Quarshie and Leuschner (2018) in their article “Cross-Sector Social Interactions and Systemic Change in Disaster Response: A Qualitative Study” consider how the United States National Preparedness System has evolved as an example of systemic change. They study how the processes of cross-sector social interactions and systemic change interlink. The article offers a model to explain how cross-sector interactions (specifically the social mechanisms of learning, regulating, interconnecting, and re-engineering) lead to systemic change.

Actors as the Focus for Partnerships and Systemic Change

As we have already explained, systemic change in the context of cross-sector partnerships can also refer to the subjects of systemic change, namely the actors involved in partnerships and in the systems addressing social and environmental problems. Shumate et al. (2018) with their article on “Does Cross-Sector Collaboration Lead to Higher Nonprofit Capacity?” provide an example of a study that is almost entirely focused on the partnership actors box in Fig. 2. This study asks if cross-sector partnerships actually enable a non-profit organization to better contribute to systemic change (from the perspective of increased internal capacity). Through a large-scale quantitative study of 452 non-profit organizations, they showed that being involved in more cross-sector partnerships does not increase the organization’s capacity. That said, some types of enduring cross-sector partnerships improve strategic planning capacity within the organization. The boundary of this study is on the partner, and not the partnership or the issue to be addressed, all in the context of cross-sector partnerships for systemic change.

Klitsie et al.’s (2018) article “Maintenance of Cross-Sector Partnerships: The Role of Frames in Sustained Collaboration” focuses on a partnership as the unit of analysis, and within that partnership the role of framing mechanisms in ensuring successful collaboration. The study considers 8 years of a large cross-sector partnership (30+ partners) that exists to create a market for recycled phosphorus (a nutrient in crop growth) to address concerns about food security. The Nutrient Platform (the partnership) has been able to achieve significant regulatory reform (i.e. systemic change). The article considers how collaboration is sustained over time by allowing an optimal number of frames about the issue by a diverse array of partners. They argue that progress on agreements can be thwarted by too many frames.

Trujillo (2018), in her article “Multiparty Alliances and Systemic Change: the Role of Beneficiaries and their Capacity for Collective Action” focuses specifically on the effects of partnerships on beneficiaries and specifically on their capacity for collective action. She explores regional cross-sector partnerships in Colombia addressing poverty and violence but rather than conceptualizing poverty or violence as a complex, systemic problem, she examines how the partnerships lead to a transformation in the system of actors themselves around the issues. Drawing on a rich multiple case analysis, she identifies the processes through which beneficiaries can develop and acquire collective action capacity and how this enhanced capacity can in turn lead to increased potential for further transformative change.

**EXERCISE AIM**
Please reproduce the passage on cross-sector partnerships word for word, from "Quarshie and Leuschner" to "to systemic change.".

**GIVEN ENTRIES**
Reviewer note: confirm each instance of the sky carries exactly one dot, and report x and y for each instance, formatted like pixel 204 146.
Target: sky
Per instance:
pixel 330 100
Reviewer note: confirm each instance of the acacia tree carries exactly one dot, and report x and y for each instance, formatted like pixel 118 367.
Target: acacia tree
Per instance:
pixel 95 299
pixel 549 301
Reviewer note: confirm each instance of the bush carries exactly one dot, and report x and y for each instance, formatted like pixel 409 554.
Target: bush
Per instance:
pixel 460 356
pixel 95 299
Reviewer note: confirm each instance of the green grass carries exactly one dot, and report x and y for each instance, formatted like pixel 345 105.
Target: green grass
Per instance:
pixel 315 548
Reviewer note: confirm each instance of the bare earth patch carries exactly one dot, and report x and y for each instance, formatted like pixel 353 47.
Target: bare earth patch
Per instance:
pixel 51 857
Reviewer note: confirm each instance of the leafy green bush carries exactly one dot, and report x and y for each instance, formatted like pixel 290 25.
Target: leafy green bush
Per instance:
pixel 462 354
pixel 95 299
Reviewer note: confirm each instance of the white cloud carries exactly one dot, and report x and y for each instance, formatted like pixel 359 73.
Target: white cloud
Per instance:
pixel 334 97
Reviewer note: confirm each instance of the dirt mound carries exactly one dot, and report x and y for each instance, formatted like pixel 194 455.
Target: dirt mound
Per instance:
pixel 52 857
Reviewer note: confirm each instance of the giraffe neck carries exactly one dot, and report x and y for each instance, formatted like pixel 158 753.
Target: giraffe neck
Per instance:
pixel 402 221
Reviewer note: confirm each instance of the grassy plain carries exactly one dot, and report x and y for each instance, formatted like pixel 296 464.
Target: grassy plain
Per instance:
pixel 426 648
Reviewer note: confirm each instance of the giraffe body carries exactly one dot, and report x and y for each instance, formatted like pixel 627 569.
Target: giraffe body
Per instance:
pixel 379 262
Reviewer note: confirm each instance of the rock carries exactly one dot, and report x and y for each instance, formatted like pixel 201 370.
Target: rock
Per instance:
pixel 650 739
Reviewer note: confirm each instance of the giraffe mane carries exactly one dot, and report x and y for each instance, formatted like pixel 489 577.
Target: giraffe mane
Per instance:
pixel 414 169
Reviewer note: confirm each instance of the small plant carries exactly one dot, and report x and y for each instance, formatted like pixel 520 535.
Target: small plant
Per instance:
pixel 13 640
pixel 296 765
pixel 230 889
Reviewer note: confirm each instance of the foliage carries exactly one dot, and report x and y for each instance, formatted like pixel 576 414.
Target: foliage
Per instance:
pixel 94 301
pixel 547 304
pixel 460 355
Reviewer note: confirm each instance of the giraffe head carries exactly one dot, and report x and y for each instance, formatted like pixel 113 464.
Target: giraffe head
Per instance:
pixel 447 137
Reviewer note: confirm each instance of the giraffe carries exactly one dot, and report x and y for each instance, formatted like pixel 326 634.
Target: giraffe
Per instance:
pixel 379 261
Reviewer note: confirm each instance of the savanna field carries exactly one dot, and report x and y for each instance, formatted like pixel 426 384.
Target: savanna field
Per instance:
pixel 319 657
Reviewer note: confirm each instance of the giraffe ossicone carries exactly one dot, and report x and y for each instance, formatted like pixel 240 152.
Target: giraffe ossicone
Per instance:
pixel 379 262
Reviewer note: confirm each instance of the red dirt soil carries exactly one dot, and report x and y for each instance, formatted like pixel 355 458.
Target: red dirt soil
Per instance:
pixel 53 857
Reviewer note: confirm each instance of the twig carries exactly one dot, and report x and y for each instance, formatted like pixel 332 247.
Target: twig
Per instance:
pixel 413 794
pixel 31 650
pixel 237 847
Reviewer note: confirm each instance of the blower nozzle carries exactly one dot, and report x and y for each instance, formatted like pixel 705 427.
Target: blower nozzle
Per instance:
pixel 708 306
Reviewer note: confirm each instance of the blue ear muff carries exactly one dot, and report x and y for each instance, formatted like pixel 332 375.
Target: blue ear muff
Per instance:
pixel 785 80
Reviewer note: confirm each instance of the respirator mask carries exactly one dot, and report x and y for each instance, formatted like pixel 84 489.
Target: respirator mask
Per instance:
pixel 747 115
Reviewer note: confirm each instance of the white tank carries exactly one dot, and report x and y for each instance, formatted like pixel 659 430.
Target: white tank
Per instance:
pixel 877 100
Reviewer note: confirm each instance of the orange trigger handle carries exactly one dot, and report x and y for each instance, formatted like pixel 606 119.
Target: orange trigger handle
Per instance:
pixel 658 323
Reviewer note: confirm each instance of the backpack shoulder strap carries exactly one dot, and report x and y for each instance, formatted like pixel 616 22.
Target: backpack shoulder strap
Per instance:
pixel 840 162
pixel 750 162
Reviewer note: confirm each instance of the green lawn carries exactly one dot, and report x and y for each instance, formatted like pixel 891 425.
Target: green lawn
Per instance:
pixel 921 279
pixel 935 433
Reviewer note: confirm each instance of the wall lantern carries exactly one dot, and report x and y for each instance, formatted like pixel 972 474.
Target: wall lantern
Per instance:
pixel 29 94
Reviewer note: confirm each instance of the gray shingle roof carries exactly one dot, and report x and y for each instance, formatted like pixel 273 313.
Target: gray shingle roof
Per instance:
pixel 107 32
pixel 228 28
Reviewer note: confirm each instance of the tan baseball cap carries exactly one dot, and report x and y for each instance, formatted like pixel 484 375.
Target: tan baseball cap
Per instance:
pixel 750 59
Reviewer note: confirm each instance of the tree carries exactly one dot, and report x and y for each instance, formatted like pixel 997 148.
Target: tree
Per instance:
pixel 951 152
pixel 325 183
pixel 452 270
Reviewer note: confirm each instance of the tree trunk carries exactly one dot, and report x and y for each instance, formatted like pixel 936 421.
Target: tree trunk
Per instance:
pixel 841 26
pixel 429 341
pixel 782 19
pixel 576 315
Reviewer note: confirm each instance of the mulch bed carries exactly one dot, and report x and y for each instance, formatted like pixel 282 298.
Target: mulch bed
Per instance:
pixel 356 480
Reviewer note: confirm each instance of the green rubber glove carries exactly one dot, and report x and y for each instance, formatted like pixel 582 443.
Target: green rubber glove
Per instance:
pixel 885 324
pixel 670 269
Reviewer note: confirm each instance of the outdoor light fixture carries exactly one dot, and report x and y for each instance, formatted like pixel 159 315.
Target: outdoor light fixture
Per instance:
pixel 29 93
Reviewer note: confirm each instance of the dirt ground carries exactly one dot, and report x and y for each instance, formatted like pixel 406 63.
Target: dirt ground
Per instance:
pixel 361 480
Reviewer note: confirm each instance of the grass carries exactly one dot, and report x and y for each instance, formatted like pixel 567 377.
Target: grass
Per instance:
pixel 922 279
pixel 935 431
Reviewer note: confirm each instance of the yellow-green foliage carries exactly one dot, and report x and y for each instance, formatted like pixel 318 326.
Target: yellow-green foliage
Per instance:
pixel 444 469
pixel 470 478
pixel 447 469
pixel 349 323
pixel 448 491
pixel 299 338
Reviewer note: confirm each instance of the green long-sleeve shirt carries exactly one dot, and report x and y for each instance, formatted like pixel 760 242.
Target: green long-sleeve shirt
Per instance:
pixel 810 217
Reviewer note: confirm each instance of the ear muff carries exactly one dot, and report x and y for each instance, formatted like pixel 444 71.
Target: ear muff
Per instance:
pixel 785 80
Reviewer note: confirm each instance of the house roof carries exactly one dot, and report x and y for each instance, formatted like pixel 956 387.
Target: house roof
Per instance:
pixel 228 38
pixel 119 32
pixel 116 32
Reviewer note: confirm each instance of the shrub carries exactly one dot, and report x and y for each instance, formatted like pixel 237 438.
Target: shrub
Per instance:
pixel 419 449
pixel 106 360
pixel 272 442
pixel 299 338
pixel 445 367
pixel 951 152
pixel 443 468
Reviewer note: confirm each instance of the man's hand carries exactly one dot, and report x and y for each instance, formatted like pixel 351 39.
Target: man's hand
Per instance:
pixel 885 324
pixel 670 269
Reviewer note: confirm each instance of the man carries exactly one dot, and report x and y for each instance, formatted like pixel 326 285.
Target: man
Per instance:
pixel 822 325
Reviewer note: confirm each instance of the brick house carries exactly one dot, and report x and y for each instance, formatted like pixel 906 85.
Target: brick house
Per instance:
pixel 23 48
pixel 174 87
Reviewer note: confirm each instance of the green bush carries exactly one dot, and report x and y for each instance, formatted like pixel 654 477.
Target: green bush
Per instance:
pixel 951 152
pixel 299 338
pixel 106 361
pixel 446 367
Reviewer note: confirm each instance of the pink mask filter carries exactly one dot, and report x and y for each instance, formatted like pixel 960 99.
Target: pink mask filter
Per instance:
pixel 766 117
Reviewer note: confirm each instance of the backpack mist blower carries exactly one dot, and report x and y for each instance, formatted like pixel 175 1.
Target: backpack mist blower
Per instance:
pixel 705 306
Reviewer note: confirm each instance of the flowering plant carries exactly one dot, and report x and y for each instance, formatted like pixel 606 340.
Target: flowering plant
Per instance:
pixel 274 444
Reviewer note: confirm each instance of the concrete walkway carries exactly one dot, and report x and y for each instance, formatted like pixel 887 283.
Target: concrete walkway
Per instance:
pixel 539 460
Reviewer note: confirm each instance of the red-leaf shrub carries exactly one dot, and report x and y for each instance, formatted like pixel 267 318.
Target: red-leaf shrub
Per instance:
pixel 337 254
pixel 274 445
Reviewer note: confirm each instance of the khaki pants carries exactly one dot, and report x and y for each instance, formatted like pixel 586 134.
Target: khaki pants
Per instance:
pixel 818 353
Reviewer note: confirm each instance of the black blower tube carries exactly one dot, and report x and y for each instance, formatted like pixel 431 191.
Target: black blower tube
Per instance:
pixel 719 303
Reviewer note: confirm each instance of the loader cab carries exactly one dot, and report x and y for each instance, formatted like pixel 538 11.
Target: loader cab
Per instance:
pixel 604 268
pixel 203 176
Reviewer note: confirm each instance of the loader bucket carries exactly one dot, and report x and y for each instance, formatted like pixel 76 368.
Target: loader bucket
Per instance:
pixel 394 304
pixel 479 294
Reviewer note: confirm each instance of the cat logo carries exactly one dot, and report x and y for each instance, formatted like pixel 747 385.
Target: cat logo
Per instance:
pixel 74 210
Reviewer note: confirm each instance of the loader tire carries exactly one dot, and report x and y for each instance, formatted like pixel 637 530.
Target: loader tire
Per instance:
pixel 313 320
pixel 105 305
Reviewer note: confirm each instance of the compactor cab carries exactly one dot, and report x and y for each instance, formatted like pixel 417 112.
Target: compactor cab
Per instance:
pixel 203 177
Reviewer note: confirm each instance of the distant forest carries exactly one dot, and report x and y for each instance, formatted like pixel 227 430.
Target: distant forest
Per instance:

**REPLY TO THE TASK**
Quarshie and Leuschner (2018) in their article “Cross-Sector Social Interactions and Systemic Change in Disaster Response: A Qualitative Study” consider how the United States National Preparedness System has evolved as an example of systemic change. They study how the processes of cross-sector social interactions and systemic change interlink. The article offers a model to explain how cross-sector interactions (specifically the social mechanisms of learning, regulating, interconnecting, and re-engineering) lead to systemic change.